Tuesday, 28 January 2014

Any Mathematicians Out There?

As I started crocheting the 65th square of my Granny blanket, I was struck by the fact that I had not yet used the colour combination I'd chosen for that particular square!  

I have 13 colours (plus cream for the centres).  Does that mean 13x13=169 different colour combinations?  Now, maths was never my forte at school so the clever-with-numbers people out there can laugh at me!  But then since you can also reverse the order of colours - ie. which colour you choose for the second & third and the fourth & fifth rounds (there are 5 rounds altogether - first round being always cream), does that mean 169x2???

Come on guys help me out here!  I'd like to know how many different squares I can make with two colours per square, 13 colours, and the variation of using which colour first and which second.  Does that make sense, can anyone give me an answer??

With the same two colours, you can make two different squares

Meanwhile the blanket grows…
and it's already nice to snuggle under as I work on it.
...That's when my son's not stealing it!

The mix of cheerful colours
brightens up our grey January…

Best wishes,


  1. That's beautiful, what a wonderful afghan. I'm not a math expert either, but here's my guess. If you use Color #1 as the inner round, you can make 12 squares using all the others as the outer round. So, 12 x 13 is my guess.

  2. Those beautiful colors would liven things up around here with all the huge white piles of snow! :) Beautiful blanket!!! :)

  3. I think you have it correct, because of the combinations of all thirteen colors I do believe it is 169 X 2 this is really nice and looks warm too! :}

  4. I am no good at maths but I think you are right, your blanket looks lovely and really colourful in this dull wet winter.

▶ _Data section_

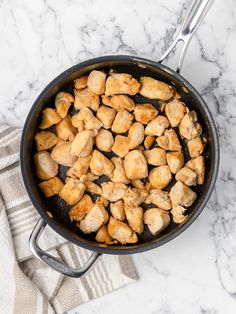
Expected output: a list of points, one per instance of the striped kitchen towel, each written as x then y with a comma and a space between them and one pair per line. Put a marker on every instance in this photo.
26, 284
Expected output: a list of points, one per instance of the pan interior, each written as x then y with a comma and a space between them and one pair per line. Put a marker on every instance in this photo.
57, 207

---

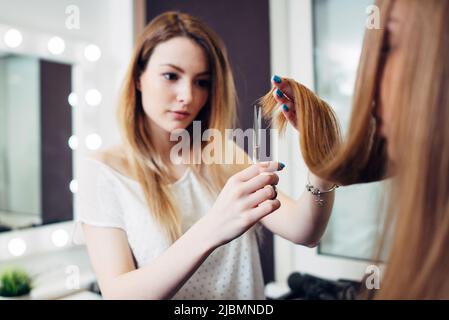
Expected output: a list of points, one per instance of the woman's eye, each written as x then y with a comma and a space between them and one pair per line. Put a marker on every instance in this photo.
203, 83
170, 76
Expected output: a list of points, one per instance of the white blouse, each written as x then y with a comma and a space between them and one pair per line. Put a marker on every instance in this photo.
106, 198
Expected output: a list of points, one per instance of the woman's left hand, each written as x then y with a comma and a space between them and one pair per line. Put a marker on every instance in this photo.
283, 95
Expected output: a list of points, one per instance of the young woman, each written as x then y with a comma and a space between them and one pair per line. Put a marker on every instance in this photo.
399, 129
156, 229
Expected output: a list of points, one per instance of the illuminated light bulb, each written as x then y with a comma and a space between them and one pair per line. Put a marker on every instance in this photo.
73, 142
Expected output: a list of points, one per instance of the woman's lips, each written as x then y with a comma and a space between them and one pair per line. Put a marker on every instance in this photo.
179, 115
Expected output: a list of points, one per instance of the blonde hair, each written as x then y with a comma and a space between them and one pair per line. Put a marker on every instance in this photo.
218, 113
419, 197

---

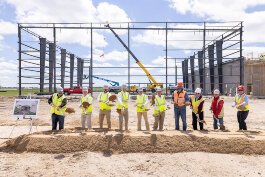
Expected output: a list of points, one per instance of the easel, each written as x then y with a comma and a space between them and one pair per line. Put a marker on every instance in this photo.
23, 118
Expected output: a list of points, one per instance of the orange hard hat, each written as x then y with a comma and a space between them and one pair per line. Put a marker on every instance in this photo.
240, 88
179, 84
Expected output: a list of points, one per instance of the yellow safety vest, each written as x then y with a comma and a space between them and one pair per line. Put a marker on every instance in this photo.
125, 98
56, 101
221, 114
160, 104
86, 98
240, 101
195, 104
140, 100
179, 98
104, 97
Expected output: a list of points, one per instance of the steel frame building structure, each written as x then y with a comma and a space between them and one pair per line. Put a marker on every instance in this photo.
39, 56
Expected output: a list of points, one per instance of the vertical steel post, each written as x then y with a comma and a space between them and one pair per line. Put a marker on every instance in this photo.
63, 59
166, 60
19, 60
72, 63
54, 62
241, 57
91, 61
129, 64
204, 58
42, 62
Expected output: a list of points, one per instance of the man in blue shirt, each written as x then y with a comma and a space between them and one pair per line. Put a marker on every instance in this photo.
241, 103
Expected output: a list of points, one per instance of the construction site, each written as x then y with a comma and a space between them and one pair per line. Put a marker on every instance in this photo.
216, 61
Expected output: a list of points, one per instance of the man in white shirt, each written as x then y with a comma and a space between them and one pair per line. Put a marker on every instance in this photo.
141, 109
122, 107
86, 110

▶ _Problem_
From the crochet blanket post above, extract the stretch from "With the same" through "is my guess." word for word.

▶ _Answer to this exercise_
With the same two colours, you can make two different squares

Meanwhile the blanket grows…
and it's already nice to snuggle under as I work on it.
...That's when my son's not stealing it!

The mix of cheerful colours
brightens up our grey January…

Best wishes,


  1. That's beautiful, what a wonderful afghan. I'm not a math expert either, but here's my guess. If you use Color #1 as the inner round, you can make 12 squares using all the others as the outer round. So, 12 x 13 is my guess.